◆ Assignment A
Transcribe the text on brain and spinal cord cancers between "Many types of" and "are at increased risk.", inclusive.
◆ Assignment B
Name every risk factor listed under the "Risk Factors" heading in the text on brain and spinal cord cancers.
◆ Assignment C
Rewrite the paragraph of the text on brain and spinal cord cancers that begins "The first step in treatment" as a short list, keeping its main facts.

Many types of tumors start in the brain and spinal cord or central nervous system (CNS). Symptoms, prognosis and treatment depend on age, the tumor type and the location of the tumor within the CNS. Most adult brain tumors are gliomas. With a few exceptions, CNS tumors are almost always cancerous. Unless surgeons can completely remove the tumor, it will continue to grow and eventually lead to death. In Los Angeles County, in an average year about 2,095 people will be diagnosed with brain and spinal cord cancers. Of those, 1,415 will die.

Risk Factors
  • Environmental – Radiation is the only established environmental risk factor.
  • Immune System – Those with impaired immune systems are at increased risk.
  • Family History - Rare cases of brain and spinal cord cancers run in families.
  • Cell Phone Use – Many studies have been done and most found no connection with brain tumors. Several studies, mostly from Sweden, suggested that those who used cell phones extensively for many years may be at increased risk.

Prevention
Most brain and spinal cord tumors are not associated with any known risk factors and occur for no apparent reason. As a result, most brain cancers cannot be prevented.

Treatment
The first step in treatment is surgical removal of as much of the tumor as possible without destroying normal function. Some tumors can be cured by surgical removal alone or by surgery and radiation therapy. Chemotherapy is an option, both systemic and also in wafers, which are placed directly into the tumor. Growth factor inhibitors such as Tarceva and Iressa have been shown to shrink tumors in some patients. Cortisone-like drugs such as Decadron also are given to reduce swelling that often occurs around brain tumors.

◆ Material shown

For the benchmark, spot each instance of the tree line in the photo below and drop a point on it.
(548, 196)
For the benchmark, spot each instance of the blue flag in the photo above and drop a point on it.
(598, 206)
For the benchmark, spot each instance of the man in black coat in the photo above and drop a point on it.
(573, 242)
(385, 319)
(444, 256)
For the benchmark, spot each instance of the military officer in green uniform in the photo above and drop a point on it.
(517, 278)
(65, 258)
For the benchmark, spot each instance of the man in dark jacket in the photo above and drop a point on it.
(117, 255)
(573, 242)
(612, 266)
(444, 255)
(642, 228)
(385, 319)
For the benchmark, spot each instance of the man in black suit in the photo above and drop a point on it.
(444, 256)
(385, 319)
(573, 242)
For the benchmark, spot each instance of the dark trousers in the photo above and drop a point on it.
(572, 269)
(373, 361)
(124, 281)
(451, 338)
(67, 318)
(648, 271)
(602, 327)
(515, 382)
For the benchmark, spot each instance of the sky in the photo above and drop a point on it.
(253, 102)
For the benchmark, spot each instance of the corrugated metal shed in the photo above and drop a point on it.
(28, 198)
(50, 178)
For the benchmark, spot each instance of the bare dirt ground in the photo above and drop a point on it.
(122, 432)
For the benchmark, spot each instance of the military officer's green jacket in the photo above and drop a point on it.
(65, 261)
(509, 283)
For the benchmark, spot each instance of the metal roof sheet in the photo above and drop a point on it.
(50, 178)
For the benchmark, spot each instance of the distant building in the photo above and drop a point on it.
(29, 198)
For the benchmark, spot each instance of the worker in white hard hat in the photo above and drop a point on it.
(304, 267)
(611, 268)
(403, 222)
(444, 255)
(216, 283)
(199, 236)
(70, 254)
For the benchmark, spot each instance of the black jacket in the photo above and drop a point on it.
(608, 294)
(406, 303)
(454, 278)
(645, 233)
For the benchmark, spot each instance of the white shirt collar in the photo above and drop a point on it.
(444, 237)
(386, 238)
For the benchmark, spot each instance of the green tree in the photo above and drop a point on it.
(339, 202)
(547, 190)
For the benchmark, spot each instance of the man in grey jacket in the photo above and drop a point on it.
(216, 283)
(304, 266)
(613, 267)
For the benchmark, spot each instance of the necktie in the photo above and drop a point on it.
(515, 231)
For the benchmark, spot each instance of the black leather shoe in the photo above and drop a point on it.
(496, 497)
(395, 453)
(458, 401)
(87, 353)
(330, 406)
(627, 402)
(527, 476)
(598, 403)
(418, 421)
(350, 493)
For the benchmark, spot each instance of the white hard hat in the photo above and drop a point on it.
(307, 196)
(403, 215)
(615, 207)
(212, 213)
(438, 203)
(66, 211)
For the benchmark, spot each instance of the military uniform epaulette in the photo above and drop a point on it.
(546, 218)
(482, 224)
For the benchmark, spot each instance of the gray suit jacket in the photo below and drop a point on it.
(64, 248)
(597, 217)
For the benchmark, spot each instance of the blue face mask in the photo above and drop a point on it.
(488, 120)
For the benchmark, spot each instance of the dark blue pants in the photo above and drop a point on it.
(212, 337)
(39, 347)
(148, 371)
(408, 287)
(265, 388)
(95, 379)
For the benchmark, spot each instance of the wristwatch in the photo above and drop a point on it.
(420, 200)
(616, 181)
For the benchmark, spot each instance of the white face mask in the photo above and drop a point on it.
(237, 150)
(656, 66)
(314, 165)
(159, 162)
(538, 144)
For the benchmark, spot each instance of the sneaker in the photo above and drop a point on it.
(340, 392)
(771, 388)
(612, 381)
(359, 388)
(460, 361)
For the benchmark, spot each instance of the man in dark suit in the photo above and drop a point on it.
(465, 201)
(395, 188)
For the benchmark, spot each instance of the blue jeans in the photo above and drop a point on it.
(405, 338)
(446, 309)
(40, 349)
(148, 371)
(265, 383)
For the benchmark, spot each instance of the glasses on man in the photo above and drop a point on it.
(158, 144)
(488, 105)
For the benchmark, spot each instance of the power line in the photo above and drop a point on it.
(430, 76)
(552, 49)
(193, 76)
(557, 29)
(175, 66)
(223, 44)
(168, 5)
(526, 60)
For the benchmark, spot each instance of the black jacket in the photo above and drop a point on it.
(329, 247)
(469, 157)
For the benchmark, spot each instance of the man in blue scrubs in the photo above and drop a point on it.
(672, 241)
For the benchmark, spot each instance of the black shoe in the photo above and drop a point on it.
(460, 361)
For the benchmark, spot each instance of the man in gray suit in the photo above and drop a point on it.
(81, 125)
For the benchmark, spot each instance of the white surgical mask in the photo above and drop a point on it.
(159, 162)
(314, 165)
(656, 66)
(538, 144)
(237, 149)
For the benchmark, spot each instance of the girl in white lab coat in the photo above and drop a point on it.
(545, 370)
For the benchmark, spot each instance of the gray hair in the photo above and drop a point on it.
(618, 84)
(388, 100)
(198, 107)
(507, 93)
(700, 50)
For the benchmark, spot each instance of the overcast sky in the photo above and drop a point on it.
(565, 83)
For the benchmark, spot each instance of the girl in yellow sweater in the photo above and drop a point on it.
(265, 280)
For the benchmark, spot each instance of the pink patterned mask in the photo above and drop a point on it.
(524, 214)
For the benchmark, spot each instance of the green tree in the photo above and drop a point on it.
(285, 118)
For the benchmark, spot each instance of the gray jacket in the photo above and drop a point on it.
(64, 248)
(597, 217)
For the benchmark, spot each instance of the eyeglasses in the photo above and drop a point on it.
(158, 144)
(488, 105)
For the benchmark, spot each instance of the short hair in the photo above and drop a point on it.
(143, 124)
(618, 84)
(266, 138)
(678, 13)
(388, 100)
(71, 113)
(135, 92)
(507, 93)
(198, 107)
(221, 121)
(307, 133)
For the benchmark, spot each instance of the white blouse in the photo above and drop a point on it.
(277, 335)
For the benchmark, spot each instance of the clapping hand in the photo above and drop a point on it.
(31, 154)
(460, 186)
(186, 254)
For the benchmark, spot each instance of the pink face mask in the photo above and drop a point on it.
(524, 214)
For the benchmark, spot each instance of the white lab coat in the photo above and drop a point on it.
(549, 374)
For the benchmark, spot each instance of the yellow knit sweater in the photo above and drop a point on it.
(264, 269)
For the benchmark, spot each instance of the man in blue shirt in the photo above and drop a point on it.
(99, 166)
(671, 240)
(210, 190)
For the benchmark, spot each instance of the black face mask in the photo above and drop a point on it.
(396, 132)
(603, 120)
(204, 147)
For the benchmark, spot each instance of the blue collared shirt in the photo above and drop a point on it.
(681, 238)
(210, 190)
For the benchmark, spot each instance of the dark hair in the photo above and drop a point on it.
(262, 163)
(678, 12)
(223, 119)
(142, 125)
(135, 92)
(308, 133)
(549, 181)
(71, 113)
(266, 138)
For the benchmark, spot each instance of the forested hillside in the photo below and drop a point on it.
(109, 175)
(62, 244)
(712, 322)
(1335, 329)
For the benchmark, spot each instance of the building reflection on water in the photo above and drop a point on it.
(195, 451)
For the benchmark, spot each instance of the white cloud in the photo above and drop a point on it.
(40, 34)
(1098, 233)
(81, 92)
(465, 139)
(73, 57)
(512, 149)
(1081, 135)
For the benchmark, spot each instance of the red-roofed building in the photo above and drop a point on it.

◆ Task output A
Many types of tumors start in the brain and spinal cord or central nervous system (CNS). Symptoms, prognosis and treatment depend on age, the tumor type and the location of the tumor within the CNS. Most adult brain tumors are gliomas. With a few exceptions, CNS tumors are almost always cancerous. Unless surgeons can completely remove the tumor, it will continue to grow and eventually lead to death. In Los Angeles County, in an average year about 2,095 people will be diagnosed with brain and spinal cord cancers. Of those, 1,415 will die.

Risk Factors
  • Environmental – Radiation is the only established environmental risk factor.
  • Immune System – Those with impaired immune systems are at increased risk.

◆ Task output B
- Environmental
- Immune System
- Family History
- Cell Phone Use

◆ Task output C
- Surgery comes first. It removes as much tumor as possible without destroying normal function.
- Some tumors are cured by surgery alone or by surgery plus radiation therapy.
- Chemotherapy is an option. It can be given systemically or as wafers placed directly into the tumor.
- Growth factor inhibitors such as Tarceva and Iressa have shrunk tumors in some patients.
- Cortisone-like drugs such as Decadron reduce swelling around brain tumors.